Over het algemeen zijn bevolkingsstatistieken over een bepaalde periode vergelijkbaar. Er kunnen zich echter onregelmatigheden voordoen wanneer de lidstaten hun methodologie verbeteren of wijzigen, of een aanpassing doorvoeren in de territoriale eenheden die voor de statistieken worden gebruikt. Deze onregelmatigheden zijn duidelijk aangegeven in de gegevenstabellen in de gegevensbank van Eurostat en zijn gedocumenteerd voor gebruikers via de metagegevens op de website van Eurostat of in de desbetreffende publicaties.

3.6.    Maatregelen ter verbetering van de kwaliteit

Eurostat blijft zorg dragen voor een follow-up van de sporadische gevallen waarin niet wordt voldaan aan de verordening, waarbij de gegevens incompleet of van lage kwaliteit zijn of niet in overeenstemming met de wettelijke inzendingstermijn zijn geleverd. Eurostat controleert en beoordeelt deze aspecten van de gegevensverstrekking voortdurend en neemt contact op met de lidstaten in kwestie over de technische en administratieve aspecten om de problemen op te lossen.

Brongegevens ->
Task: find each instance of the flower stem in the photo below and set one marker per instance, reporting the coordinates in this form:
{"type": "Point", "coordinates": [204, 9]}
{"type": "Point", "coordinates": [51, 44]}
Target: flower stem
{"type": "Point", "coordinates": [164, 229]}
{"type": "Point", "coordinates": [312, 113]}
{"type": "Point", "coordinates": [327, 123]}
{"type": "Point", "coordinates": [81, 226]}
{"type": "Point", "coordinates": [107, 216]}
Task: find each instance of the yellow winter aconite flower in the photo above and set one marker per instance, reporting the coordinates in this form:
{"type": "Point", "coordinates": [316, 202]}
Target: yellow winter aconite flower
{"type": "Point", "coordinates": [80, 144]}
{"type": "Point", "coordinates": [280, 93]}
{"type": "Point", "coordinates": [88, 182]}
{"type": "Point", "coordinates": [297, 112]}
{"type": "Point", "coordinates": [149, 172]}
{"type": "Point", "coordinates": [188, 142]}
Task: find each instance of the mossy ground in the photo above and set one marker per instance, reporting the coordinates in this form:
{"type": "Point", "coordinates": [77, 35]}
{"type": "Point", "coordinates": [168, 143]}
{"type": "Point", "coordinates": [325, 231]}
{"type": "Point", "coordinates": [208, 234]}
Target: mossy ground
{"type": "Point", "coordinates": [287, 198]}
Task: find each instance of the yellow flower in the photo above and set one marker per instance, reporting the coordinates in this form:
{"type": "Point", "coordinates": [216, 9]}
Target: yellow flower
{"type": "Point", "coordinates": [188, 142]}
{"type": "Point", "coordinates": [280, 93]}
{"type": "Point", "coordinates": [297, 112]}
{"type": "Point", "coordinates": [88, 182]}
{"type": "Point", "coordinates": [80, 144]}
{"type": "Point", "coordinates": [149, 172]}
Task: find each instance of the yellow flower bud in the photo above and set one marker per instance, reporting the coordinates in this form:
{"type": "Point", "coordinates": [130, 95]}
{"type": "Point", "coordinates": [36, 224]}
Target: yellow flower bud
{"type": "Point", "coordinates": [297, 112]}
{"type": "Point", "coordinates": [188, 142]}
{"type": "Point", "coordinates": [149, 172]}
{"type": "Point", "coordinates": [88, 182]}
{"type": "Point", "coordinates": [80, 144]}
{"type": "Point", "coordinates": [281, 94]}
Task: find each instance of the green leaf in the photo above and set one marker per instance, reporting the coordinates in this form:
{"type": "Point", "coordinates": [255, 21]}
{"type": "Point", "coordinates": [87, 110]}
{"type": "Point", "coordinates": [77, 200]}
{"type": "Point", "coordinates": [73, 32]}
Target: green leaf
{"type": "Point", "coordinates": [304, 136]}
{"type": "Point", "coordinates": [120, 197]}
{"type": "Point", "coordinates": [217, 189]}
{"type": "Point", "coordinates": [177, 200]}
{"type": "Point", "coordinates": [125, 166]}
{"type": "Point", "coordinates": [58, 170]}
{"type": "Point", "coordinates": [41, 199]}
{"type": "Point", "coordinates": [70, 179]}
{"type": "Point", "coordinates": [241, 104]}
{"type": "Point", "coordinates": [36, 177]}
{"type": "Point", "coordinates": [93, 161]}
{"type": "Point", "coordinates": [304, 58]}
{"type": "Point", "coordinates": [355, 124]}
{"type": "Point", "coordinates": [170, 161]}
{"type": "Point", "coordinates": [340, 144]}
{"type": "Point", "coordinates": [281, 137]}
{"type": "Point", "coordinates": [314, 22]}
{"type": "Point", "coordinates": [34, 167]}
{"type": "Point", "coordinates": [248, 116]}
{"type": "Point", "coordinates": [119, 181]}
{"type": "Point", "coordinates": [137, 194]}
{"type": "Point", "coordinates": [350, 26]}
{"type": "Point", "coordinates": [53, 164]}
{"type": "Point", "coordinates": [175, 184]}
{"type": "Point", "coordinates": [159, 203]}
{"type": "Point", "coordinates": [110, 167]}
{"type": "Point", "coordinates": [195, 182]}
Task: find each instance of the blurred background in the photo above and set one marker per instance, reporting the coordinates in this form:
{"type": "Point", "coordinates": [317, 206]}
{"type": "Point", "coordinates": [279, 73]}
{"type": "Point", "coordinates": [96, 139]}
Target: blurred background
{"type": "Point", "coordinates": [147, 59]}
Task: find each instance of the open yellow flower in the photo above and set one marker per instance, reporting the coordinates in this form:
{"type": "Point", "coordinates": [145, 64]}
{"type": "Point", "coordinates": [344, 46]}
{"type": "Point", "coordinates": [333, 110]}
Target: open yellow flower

OPDRACHTEN ->
1. Citeer uit de tekst over bevolkingsstatistieken het gedeelte dat begint bij "3.6.    Maatregelen ter verbetering" en eindigt bij "op te lossen.".
2. Beantwoord de volgende vragen over de tekst over bevolkingsstatistieken.
(a) Wanneer kunnen er volgens de tekst onregelmatigheden in de statistieken ontstaan?
(b) Waar zijn deze onregelmatigheden duidelijk aangegeven?
(c) Met wie neemt Eurostat contact op om de problemen met de gegevensverstrekking op te lossen?
3. Ga verder met de tekst over bevolkingsstatistieken, aansluitend op de laatste zin.
Het materiaal is voor het maken van de opdrachten niet nodig.

ANTWOORDEN ->
1.
3.6.    Maatregelen ter verbetering van de kwaliteit

Eurostat blijft zorg dragen voor een follow-up van de sporadische gevallen waarin niet wordt voldaan aan de verordening, waarbij de gegevens incompleet of van lage kwaliteit zijn of niet in overeenstemming met de wettelijke inzendingstermijn zijn geleverd. Eurostat controleert en beoordeelt deze aspecten van de gegevensverstrekking voortdurend en neemt contact op met de lidstaten in kwestie over de technische en administratieve aspecten om de problemen op te lossen.

2.
(a) Wanneer de lidstaten hun methodologie verbeteren of wijzigen, of een aanpassing doorvoeren in de territoriale eenheden die voor de statistieken worden gebruikt.
(b) In de gegevenstabellen in de gegevensbank van Eurostat.
(c) Met de lidstaten in kwestie.

3.
4.Gegevensverzameling en ramingsmethoden

4.1.    In artikel 3 van de verordening bedoelde gegevens

De lidstaten verzamelen de gegevens aan de hand van hun eigen nationale bronnen en praktijken, maar zij zijn verplicht de kwaliteit van de door hen verstrekte gegevens en metagegevens te waarborgen, en gegevensbronnen en methoden te gebruiken die hen in staat stellen te voldoen aan de gemeenschappelijk gereglementeerde definities. Eurostat is in staat de nationale praktijken te beoordelen, aangezien de lidstaten aan Eurostat verslag moeten uitbrengen over de door hen gebruikte gegevensbronnen, definities en ramingsmethoden en Eurostat in kennis moeten stellen van alle wijzigingen.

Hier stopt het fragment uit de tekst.